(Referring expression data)
--- START ---

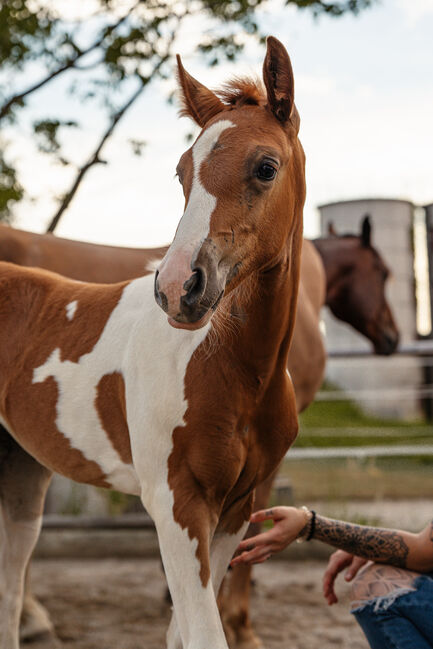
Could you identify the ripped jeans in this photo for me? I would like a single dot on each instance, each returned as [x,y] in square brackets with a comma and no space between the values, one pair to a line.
[401,620]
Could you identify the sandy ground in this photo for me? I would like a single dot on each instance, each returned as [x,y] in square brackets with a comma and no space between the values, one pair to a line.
[119,604]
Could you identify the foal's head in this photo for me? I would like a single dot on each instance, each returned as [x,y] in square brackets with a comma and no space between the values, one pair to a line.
[244,187]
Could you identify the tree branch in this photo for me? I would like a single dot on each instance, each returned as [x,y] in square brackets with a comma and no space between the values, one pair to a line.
[15,99]
[95,157]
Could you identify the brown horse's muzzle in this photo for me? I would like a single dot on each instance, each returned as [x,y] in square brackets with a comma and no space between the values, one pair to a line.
[188,288]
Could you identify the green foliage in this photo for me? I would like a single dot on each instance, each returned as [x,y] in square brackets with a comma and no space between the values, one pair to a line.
[47,132]
[10,189]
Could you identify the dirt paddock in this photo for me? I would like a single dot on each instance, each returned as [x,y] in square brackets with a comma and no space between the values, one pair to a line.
[119,604]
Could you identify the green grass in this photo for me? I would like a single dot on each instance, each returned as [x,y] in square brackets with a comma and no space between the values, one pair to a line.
[351,479]
[343,423]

--- END ---

WHAT YOU HAVE TO DO — Write out, without alteration, the line that contains "Could you identify the green foliage" and all subsequent lines down to the end of the data above.

RESULT OF THIS EXERCISE —
Could you identify the green foliage in this photo for me? I would like a single dot on each instance, each returned as [x,y] in square brackets with a comma and no space between the values, one pair to a line.
[47,132]
[10,189]
Could you identify the dirt paddock in this photo for me? I would like a single dot on each instance, each returned as [x,y] in square brackets with a comma and no space between the values, one pair to a line.
[119,604]
Could you identify the green grass in this photo for me? I would like a single dot on each instance, each returned as [x,y] in square brackets with a comma and no space between the values, one pair to a line.
[351,479]
[343,423]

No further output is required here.